| Page text |
Christina Riley tracks down the work of pioneering seaweed collector and artist Mary A. Robinson.
Ceramium rubrum; Illustration of unlabeled specimen emerging from a muscle shell, Mary A. Robinson seaweed album, Courtesy of the Archives of the Farlow Herbarium of Cryptogamic Botany, Harvard University.
On an otherwise empty beach, a mussel shell floats inches above the sand, standing on end with its slender tip pointed down like a toe into water.
It’s big. Bigger than any mussel I’ve seen before. It’s much bigger than a lobster. It must be at least ten times the size of the starfish which spreads its arms blissfully in its shade, stretched out in every direction like a piece of cosmos fallen from the sky and into the soft coastal plants, all pink and gold and windswept.
The mussel is almost black and, with concentric circles spiralling inwards, hangs in the air like a portal to an underwater realm. Its shell is translucent and through it the distant horizon of endless ocean cuts straight across its centre.
Cracked open ever so slightly, tiny tendrils of rusty orange seaweed escape out from its core and cascade upwards like mermaid hair floating underwater, lifting high into a bright, creamy white sky — cloudless, as if the sun burned them all away.

(Location labeling entries)

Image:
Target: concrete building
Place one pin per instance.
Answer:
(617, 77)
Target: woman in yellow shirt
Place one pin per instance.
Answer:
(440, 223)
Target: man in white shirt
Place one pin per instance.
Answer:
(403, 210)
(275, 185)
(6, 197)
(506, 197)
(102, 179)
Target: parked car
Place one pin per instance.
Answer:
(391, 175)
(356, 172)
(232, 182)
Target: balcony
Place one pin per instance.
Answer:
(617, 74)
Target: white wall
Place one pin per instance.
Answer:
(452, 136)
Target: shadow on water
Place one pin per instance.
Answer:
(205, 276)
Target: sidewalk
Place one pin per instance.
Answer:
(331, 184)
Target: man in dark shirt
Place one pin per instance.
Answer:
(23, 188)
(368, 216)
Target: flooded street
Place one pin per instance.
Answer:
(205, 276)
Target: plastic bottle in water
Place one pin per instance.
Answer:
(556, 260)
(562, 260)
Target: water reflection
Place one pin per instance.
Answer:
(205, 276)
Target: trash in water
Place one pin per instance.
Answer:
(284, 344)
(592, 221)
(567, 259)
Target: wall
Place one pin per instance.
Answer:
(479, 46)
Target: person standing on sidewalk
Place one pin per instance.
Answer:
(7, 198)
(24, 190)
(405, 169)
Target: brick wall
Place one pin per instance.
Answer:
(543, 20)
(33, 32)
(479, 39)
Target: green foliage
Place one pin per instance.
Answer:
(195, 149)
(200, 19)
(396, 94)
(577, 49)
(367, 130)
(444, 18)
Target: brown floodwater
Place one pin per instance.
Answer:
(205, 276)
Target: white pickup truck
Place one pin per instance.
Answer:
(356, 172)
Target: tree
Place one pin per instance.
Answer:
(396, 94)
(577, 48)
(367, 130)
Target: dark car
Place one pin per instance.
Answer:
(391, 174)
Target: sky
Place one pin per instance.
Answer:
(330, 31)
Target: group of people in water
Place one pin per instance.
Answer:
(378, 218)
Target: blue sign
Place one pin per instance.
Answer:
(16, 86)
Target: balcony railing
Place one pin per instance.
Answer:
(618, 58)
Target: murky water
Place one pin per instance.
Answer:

| Written tasks |
1 > Rewrite the entries from the line containing "Target: parked car" down to the end of the entries, changing "per instance" to "for each instance" and leaving everything else as it is.
2 > Carry on the piece about Mary A. Robinson's seaweed illustration from the point where it stops.

| Expected answers |
1 >
Target: parked car
Place one pin for each instance.
Answer:
(391, 175)
(356, 172)
(232, 182)
Target: balcony
Place one pin for each instance.
Answer:
(617, 74)
Target: white wall
Place one pin for each instance.
Answer:
(452, 136)
Target: shadow on water
Place one pin for each instance.
Answer:
(205, 276)
Target: sidewalk
Place one pin for each instance.
Answer:
(331, 184)
Target: man in dark shirt
Place one pin for each instance.
Answer:
(23, 188)
(368, 216)
Target: flooded street
Place one pin for each instance.
Answer:
(205, 276)
Target: plastic bottle in water
Place one pin for each instance.
Answer:
(556, 260)
(562, 260)
Target: water reflection
Place one pin for each instance.
Answer:
(205, 276)
Target: trash in water
Place one pin for each instance.
Answer:
(284, 344)
(592, 221)
(567, 259)
Target: wall
Place one pin for each instance.
Answer:
(479, 46)
Target: person standing on sidewalk
Place one pin for each instance.
Answer:
(7, 198)
(24, 190)
(405, 169)
Target: brick wall
Place one pin for each instance.
Answer:
(543, 20)
(33, 32)
(479, 39)
Target: green foliage
Place one pin for each instance.
Answer:
(195, 149)
(200, 19)
(396, 94)
(577, 49)
(367, 130)
(444, 18)
Target: brown floodwater
Place one pin for each instance.
Answer:
(205, 276)
Target: white pickup truck
Place one pin for each instance.
Answer:
(356, 172)
Target: tree
Place one pin for each instance.
Answer:
(396, 94)
(577, 48)
(367, 130)
Target: dark car
Place one pin for each instance.
Answer:
(391, 174)
Target: sky
Place one pin for each instance.
Answer:
(330, 31)
Target: group of people in water
Place one pin for each instance.
Answer:
(378, 218)
Target: blue sign
Place one pin for each instance.
Answer:
(16, 86)
Target: balcony railing
Place one pin for each instance.
Answer:
(618, 58)
Target: murky water
Place one pin for each instance.
Answer:

2 >
The scene was painted by Mary A. Robinson in the late 1800s and over one hundred years later, it sits before me inside the air conditioned rooms of Harvard University Herbaria. One year ago I wouldn’t have seen myself scuffling across these prestigious grounds alongside students with heads held high and HARVARD emblazoned across their hearts. I walked unassuredly with my head in Google Maps, waiting for a headmaster to pick me up by the scruff of my neck, sniffing out the barely-passed Photography HND. But as it happened, one night earlier that year I found myself sitting on my hardwood tenement floor in Glasgow deep in the throes of a new obsession—seaweed—becoming oblivious to the clock as it rolled past midnight and into the morning hours while I bookmarked page after page after page on nineteenth century botanists, seaweed collectors and artists.
Now I had an appointment at Harvard University Herbaria where, meticulously pressed between archival paper, filed carefully into ordered shelves and tucked away into darkened rooms, lay hundreds of pieces of seaweed lifted from the edges of the Atlantic ocean over 100 years ago by the hands of one of these artists — Mary A. Robinson.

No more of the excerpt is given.